### [REQUIRED ACTION]
Write a continuation of the passage on heterosis below, starting right after its last sentence.

### [DOCUMENT SECTION]
Heterosis is the occurrence of a superior offspring from mixing the genetic contributions of its parents. These effects can be due to Mendelian or non-Mendelian inheritance.

Definitions[]

In proposing the term heterosis to replace the older term heterozygosis, G.H. Shull aimed to avoid limiting the term to the effects that can be explained by heterozygosity in Mendelian inheritance.[1]

The physiological vigor of an organism as manifested in its rapidity of growth, its height and general robustness, is positively correlated with the degree of dissimilarity in the gametes by whose union the organism was formed … The more numerous the differences between the uniting gametes — at least within certain limits — the greater on the whole is the amount of stimulation … These differences need not be Mendelian in their inheritance … To avoid the implication that all the genotypic differences which stimulate cell-division, growth and other physiological activities of an organism are Mendelian in their inheritance and also to gain brevity of expression I suggest … that the word 'heterosis' be adopted.

Heterosis is the opposite of inbreeding depression. Inbreeding depression leads to offspring with deleterious traits due to homozygosity. The term heterosis often causes controversy, particularly in selective breeding of domestic animals, because it is sometimes claimed that all crossbred plants and are genetically superior. The inverse of heterosis, when a hybrid inherits traits from its parents that are not fully compatible, with deleterious results, is outbreeding depression.

Genetic basis of heterosis[]

Main article: Dominance versus overdominance

Two competing hypotheses, not necessarily mutually exclusive, have been developed to explain hybrid vigor. The dominance hypothesis attributes the superiority of hybrids to the suppression of undesirable (deleterious) recessive alleles from one parent by dominant alleles from the other. It attributes the poor performance of inbred strains to the loss of genetic diversity, with the strains becoming purely homozygous deleterious alleles at many loci. The overdominance hypothesis states that some combinations of alleles (which can be obtained by crossing two inbred strains) are especially advantageous when paired in a heterozygous individual. The concept of heterozygote advantage/overdominance is not restricted to hybrid lineages. This hypothesis is commonly invoked to explain the persistence of many alleles (most famously the erythrocyte-sickling allele) that are harmful in homozygotes; in normal circumstances, such harmful alleles would be removed from a population through the process of natural selection. Like the dominance hypothesis, it attributes the poor performance of many inbred strains to a high frequency of these harmful recessive alleles and the associated high frequency of homozygous-recessive genotypes.

### [SUPPLIED DATA]
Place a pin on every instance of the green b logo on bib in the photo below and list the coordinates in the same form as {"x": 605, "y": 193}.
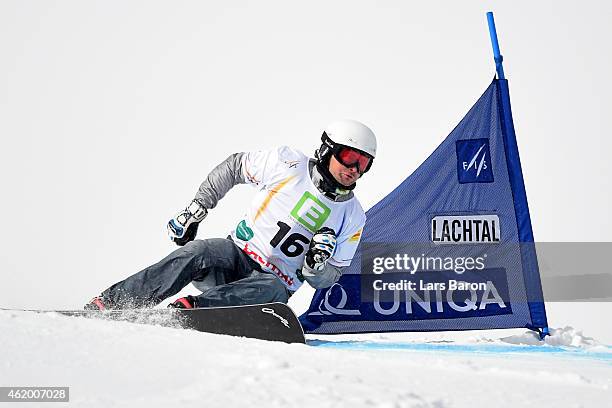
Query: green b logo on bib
{"x": 243, "y": 231}
{"x": 310, "y": 212}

### [RESULT FOR THIS EXERCISE]
Hybrid livestock[]

The concept of heterosis is also applied in the production of commercial livestock. In cattle, hybrids between Black Angus and Hereford produce a hybrid known as a "Black Baldy". In swine, "blue butts" are produced by the cross of Hampshire and Yorkshire. Other, more exotic hybrids such as "beefalo" are also used for specialty markets.

Within poultry, sex-linked genes have been used to create hybrids in which males and females can be sorted at one day old by color. Specific genes used for this are genes for barring and wing feather growth. Crosses of this sort create what are sold as Black Sex-links, Red Sex-links, and various other crosses that are known by trade names.

Commercial broilers are produced by crossing different strains of White Rocks and White Cornish, the Cornish providing a large frame and the Rocks providing the fast rate of gain. The hybrid vigor produced allows the production of uniform birds with a marketable carcass at 6–9 weeks of age.

Likewise, hybrids between different strains of White Leghorn are used to produce laying flocks that provide the majority white eggs for sale in the United States.

Humans[]

Experimental breeding of humans is considered unethical, so any evidence of heterosis in humans is derived from observational studies[2] It has been suggested that many beneficial effects on average health, intelligence and height have resulted from an increased heterosis, in turn resulting from increased mixing of the human population such as by urbanization.[3]

See also[]

References[]

  1. George Harrison Shull (1948). What Is "Heterosis"?. Genetics 33 (5): 439–446.
  2. PMID 13266803 (PMID 13266803)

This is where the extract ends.